start DATA SHOWN
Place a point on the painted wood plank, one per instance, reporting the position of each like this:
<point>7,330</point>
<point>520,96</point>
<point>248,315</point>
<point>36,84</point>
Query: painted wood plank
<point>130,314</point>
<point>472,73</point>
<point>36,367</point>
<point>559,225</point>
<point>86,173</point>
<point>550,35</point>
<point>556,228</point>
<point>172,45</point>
end DATA SHOWN
EXERCISE GOAL:
Retype every one of the records above line for line, with no changes.

OUTPUT OF THE TASK:
Place a point on the painted wood plank, one per instance, reporting the position of each like this:
<point>7,330</point>
<point>520,96</point>
<point>248,315</point>
<point>36,84</point>
Query: painted wood plank
<point>130,314</point>
<point>472,73</point>
<point>36,367</point>
<point>559,225</point>
<point>86,173</point>
<point>550,35</point>
<point>556,228</point>
<point>172,45</point>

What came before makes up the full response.